Saved entries
=== Begin Enclosure ===

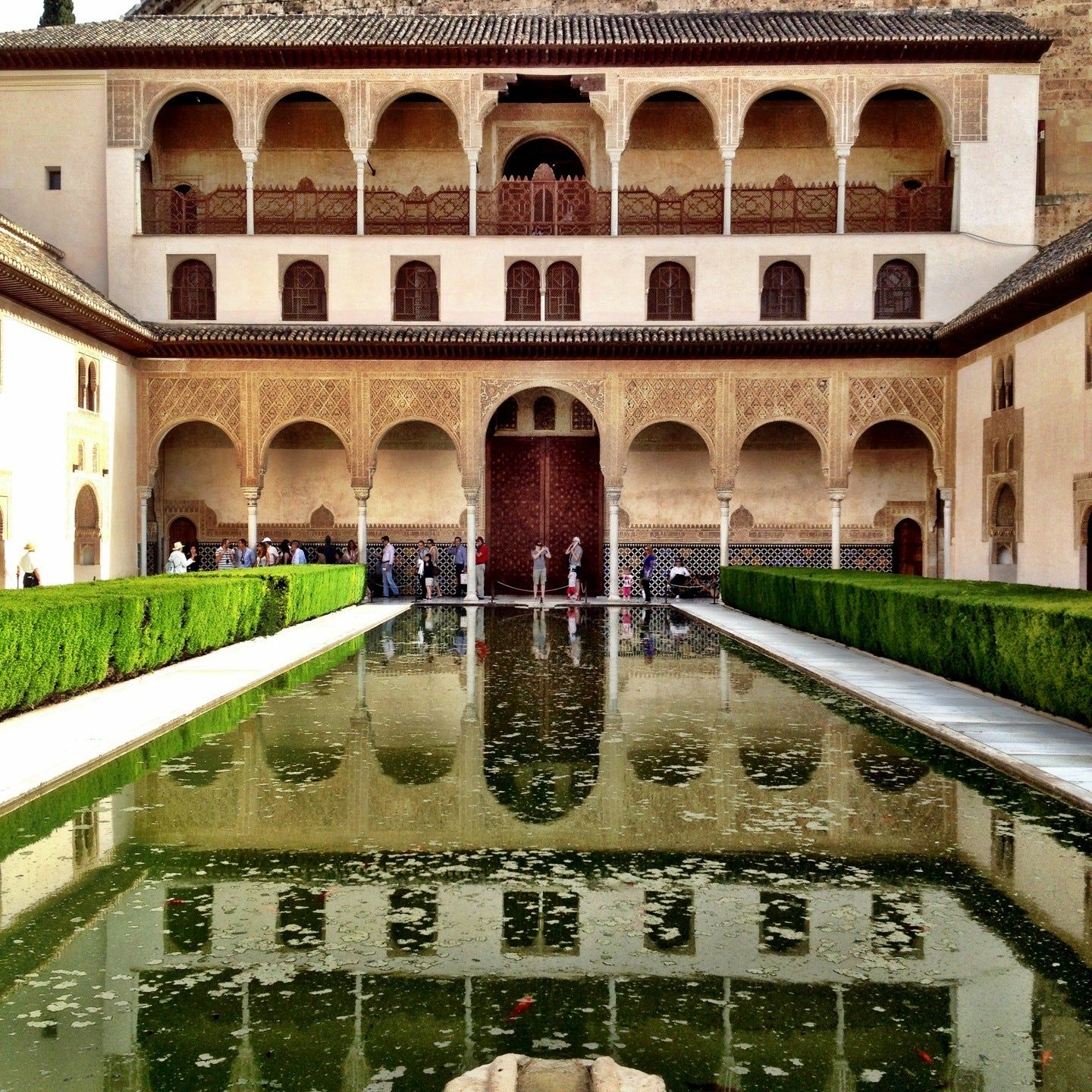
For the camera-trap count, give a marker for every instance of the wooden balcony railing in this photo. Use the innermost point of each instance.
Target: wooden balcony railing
(543, 206)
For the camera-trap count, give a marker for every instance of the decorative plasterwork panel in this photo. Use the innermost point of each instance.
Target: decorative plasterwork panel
(690, 401)
(760, 401)
(173, 400)
(434, 399)
(327, 401)
(918, 399)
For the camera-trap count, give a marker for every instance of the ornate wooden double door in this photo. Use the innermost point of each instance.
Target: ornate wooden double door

=== End Enclosure ===

__ACTIVITY__
From the line containing "Target: decorative plasterwork panel" through the last line of the records, output each line exactly and nothing more.

__ANSWER TO THIS TASK__
Target: decorative plasterwork panel
(690, 401)
(760, 401)
(173, 400)
(434, 399)
(327, 401)
(918, 399)
For the camera-trap count, give a marker for every instance of the ornate wooden double door in this photo. Use the innermost point of each instance.
Target: ornate wooden double door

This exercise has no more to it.